WORK TO COMPLETE: Report each line of the records below that contains the word "snow", copying every such line in full.
• • • • •
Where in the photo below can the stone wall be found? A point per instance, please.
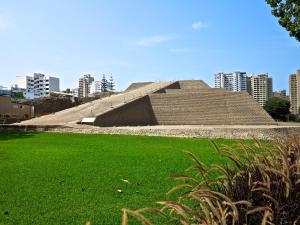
(136, 113)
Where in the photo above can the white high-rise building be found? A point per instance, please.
(38, 85)
(294, 83)
(27, 84)
(84, 85)
(95, 87)
(236, 81)
(261, 88)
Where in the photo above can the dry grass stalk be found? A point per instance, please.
(260, 186)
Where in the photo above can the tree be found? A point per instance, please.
(111, 83)
(288, 12)
(278, 108)
(104, 84)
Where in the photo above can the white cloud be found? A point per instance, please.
(4, 23)
(179, 50)
(199, 25)
(154, 40)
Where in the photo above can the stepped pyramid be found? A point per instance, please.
(187, 102)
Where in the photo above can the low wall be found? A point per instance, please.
(245, 132)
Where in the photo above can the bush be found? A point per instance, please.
(260, 186)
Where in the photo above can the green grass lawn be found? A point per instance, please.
(66, 179)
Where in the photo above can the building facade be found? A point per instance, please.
(37, 86)
(236, 81)
(95, 87)
(261, 88)
(4, 91)
(84, 85)
(281, 94)
(9, 110)
(26, 83)
(294, 86)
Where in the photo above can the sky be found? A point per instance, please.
(143, 40)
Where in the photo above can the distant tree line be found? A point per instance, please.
(279, 109)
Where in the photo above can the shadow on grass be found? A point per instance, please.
(9, 135)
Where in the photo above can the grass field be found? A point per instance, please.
(66, 179)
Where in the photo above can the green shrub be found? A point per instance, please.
(260, 186)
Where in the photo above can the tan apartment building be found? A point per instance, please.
(261, 87)
(294, 85)
(14, 110)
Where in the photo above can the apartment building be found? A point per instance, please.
(294, 86)
(43, 85)
(9, 110)
(4, 91)
(261, 88)
(95, 87)
(84, 85)
(236, 81)
(26, 83)
(37, 86)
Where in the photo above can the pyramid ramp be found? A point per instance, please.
(94, 109)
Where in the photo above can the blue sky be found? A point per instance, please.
(143, 40)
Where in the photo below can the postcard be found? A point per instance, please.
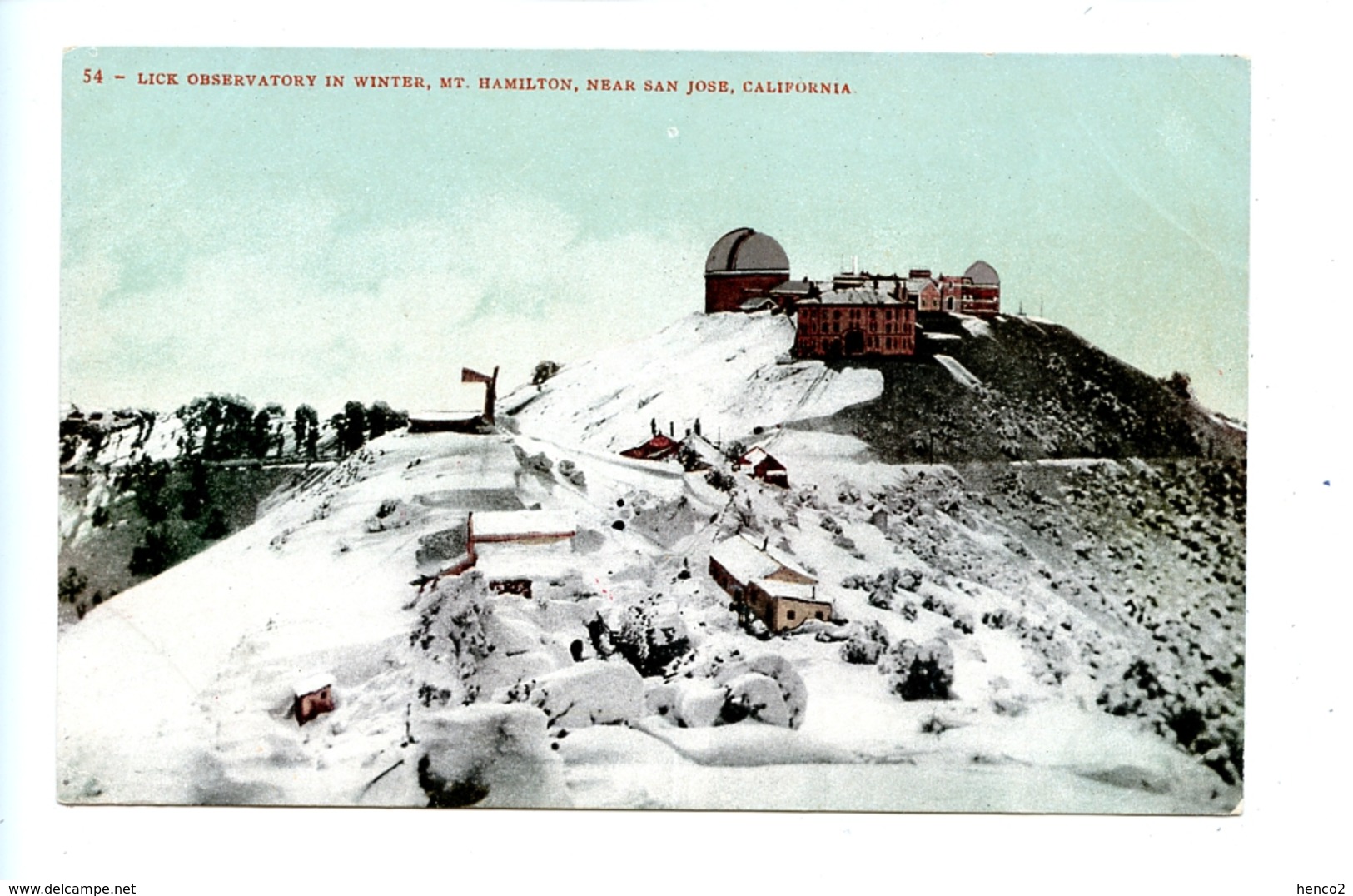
(653, 430)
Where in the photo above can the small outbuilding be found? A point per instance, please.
(660, 447)
(471, 406)
(523, 527)
(759, 465)
(313, 696)
(766, 584)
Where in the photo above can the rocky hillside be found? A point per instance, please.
(1019, 389)
(1006, 634)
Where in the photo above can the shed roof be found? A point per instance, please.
(506, 524)
(525, 562)
(311, 683)
(793, 590)
(747, 560)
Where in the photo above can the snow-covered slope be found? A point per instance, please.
(732, 372)
(1097, 654)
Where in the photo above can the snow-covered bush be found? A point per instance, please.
(450, 642)
(539, 463)
(865, 645)
(393, 513)
(570, 473)
(919, 672)
(744, 686)
(590, 694)
(649, 640)
(688, 703)
(487, 753)
(754, 696)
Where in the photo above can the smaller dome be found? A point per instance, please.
(982, 274)
(747, 251)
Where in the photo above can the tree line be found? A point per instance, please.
(221, 428)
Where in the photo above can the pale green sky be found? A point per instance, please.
(329, 244)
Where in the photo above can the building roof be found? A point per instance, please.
(982, 274)
(746, 251)
(753, 456)
(501, 560)
(747, 560)
(311, 683)
(793, 287)
(656, 448)
(855, 296)
(793, 590)
(508, 524)
(459, 401)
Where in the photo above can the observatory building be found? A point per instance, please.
(743, 267)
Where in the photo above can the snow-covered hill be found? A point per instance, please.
(1089, 614)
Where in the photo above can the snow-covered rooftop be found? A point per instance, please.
(854, 296)
(525, 562)
(793, 590)
(459, 400)
(747, 560)
(311, 683)
(520, 524)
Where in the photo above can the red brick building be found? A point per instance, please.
(742, 267)
(982, 290)
(855, 322)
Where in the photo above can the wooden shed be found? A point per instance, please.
(313, 696)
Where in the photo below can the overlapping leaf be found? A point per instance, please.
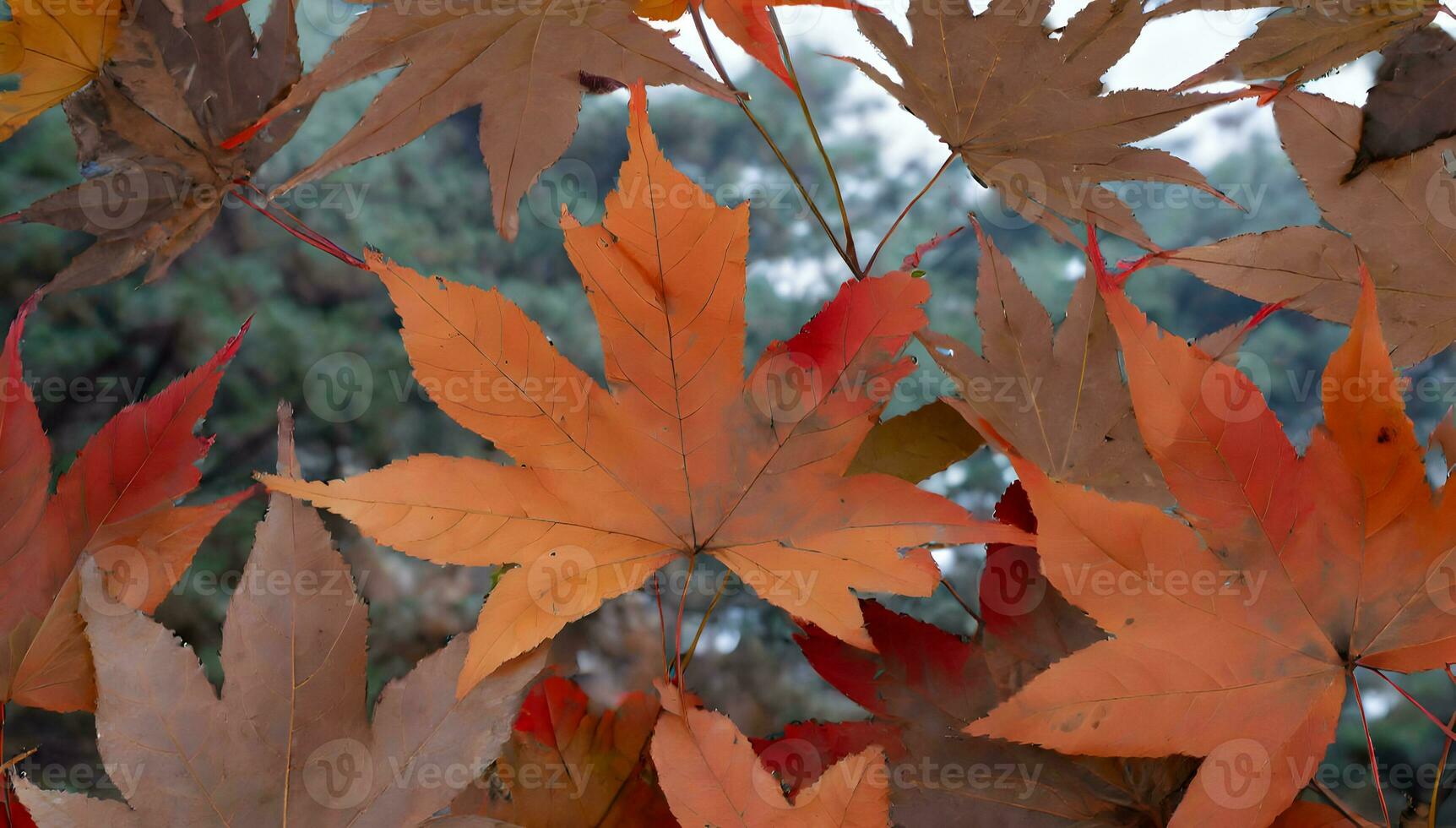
(56, 48)
(712, 776)
(1025, 111)
(744, 22)
(567, 767)
(291, 741)
(1413, 102)
(682, 456)
(526, 63)
(116, 502)
(1250, 608)
(928, 684)
(150, 132)
(1303, 40)
(1059, 397)
(1401, 216)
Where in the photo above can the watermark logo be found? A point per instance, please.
(564, 580)
(786, 387)
(127, 580)
(1023, 190)
(1440, 584)
(568, 182)
(796, 761)
(1236, 775)
(340, 387)
(331, 18)
(1013, 584)
(340, 773)
(1234, 394)
(1440, 191)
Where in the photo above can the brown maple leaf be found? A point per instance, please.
(567, 767)
(1059, 398)
(1303, 40)
(1401, 216)
(1025, 111)
(149, 134)
(744, 22)
(1238, 621)
(117, 502)
(526, 63)
(293, 739)
(1413, 102)
(682, 456)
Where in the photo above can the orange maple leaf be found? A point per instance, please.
(712, 776)
(680, 456)
(1238, 621)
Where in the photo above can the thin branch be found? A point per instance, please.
(677, 640)
(870, 265)
(661, 621)
(1339, 805)
(687, 659)
(743, 104)
(1375, 767)
(961, 601)
(1440, 775)
(1419, 705)
(808, 118)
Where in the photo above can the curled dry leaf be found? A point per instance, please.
(1413, 102)
(56, 48)
(526, 63)
(567, 767)
(116, 502)
(1289, 573)
(150, 128)
(1025, 111)
(680, 455)
(917, 444)
(291, 739)
(1399, 215)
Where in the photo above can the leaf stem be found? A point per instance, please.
(743, 104)
(961, 601)
(1419, 705)
(906, 212)
(302, 232)
(702, 626)
(661, 623)
(682, 604)
(808, 118)
(1339, 805)
(1440, 775)
(1375, 767)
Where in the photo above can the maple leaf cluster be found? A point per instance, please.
(1172, 595)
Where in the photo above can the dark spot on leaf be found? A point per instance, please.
(599, 84)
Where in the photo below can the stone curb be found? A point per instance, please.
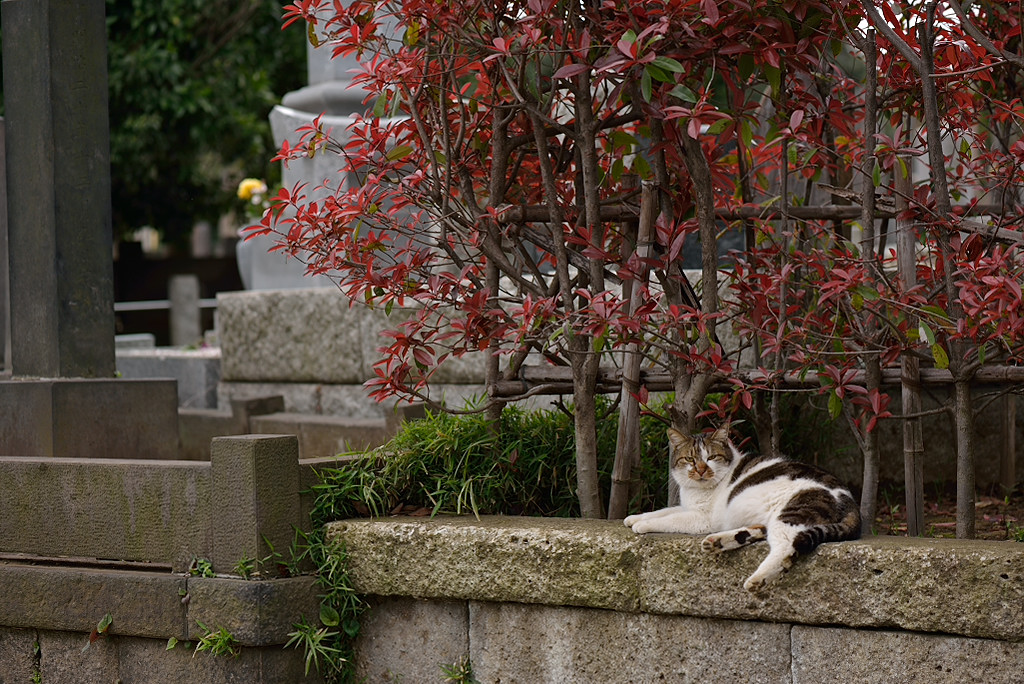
(974, 589)
(156, 605)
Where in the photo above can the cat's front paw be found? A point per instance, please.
(712, 544)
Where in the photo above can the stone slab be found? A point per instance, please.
(852, 656)
(968, 588)
(103, 417)
(312, 336)
(197, 372)
(257, 612)
(322, 436)
(158, 511)
(409, 641)
(531, 560)
(511, 642)
(17, 659)
(141, 603)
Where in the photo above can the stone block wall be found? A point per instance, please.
(540, 600)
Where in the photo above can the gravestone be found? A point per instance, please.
(4, 298)
(60, 247)
(330, 93)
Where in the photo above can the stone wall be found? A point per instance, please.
(542, 600)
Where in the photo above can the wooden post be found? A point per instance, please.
(628, 442)
(913, 440)
(1008, 458)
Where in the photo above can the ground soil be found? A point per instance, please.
(995, 517)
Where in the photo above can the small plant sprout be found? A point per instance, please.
(201, 567)
(99, 631)
(220, 642)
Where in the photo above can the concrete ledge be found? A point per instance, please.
(197, 371)
(324, 436)
(105, 508)
(158, 605)
(974, 589)
(83, 418)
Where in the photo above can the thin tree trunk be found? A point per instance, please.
(628, 441)
(872, 369)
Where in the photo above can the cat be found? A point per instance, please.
(737, 499)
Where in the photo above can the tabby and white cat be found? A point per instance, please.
(738, 499)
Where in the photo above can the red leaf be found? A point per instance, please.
(569, 71)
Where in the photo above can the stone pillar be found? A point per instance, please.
(64, 399)
(185, 321)
(255, 484)
(57, 157)
(4, 291)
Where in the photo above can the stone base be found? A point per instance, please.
(89, 418)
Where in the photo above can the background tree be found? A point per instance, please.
(493, 191)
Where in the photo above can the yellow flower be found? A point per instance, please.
(251, 186)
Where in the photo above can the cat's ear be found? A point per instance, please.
(722, 433)
(679, 439)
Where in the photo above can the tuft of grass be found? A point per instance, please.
(219, 642)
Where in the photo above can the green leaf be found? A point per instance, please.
(719, 126)
(329, 616)
(669, 65)
(684, 93)
(104, 624)
(380, 105)
(927, 332)
(835, 405)
(774, 78)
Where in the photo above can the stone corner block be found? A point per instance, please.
(255, 484)
(256, 612)
(529, 560)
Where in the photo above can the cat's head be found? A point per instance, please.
(702, 460)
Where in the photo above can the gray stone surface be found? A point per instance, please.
(196, 371)
(311, 336)
(158, 511)
(532, 560)
(851, 656)
(255, 485)
(511, 642)
(146, 604)
(77, 418)
(408, 641)
(973, 589)
(61, 276)
(292, 336)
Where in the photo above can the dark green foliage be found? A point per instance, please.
(192, 83)
(457, 464)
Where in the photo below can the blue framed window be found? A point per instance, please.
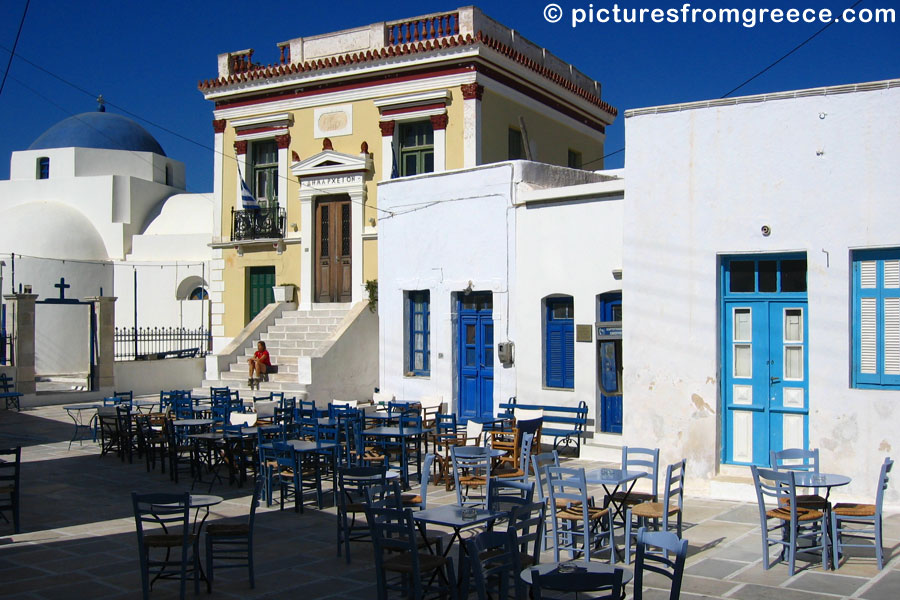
• • • • •
CORRECT RESULT:
Where in the photo above can the snow-covered slope be found? A point per instance, please.
Where in the photo above can the snow-covered bush be found? A point per instance, please.
Where in the photo above can the snow-covered hill be found? A point per instance, please.
Where in the photo above can the snow-covered rooftop be found? A point per instance, please.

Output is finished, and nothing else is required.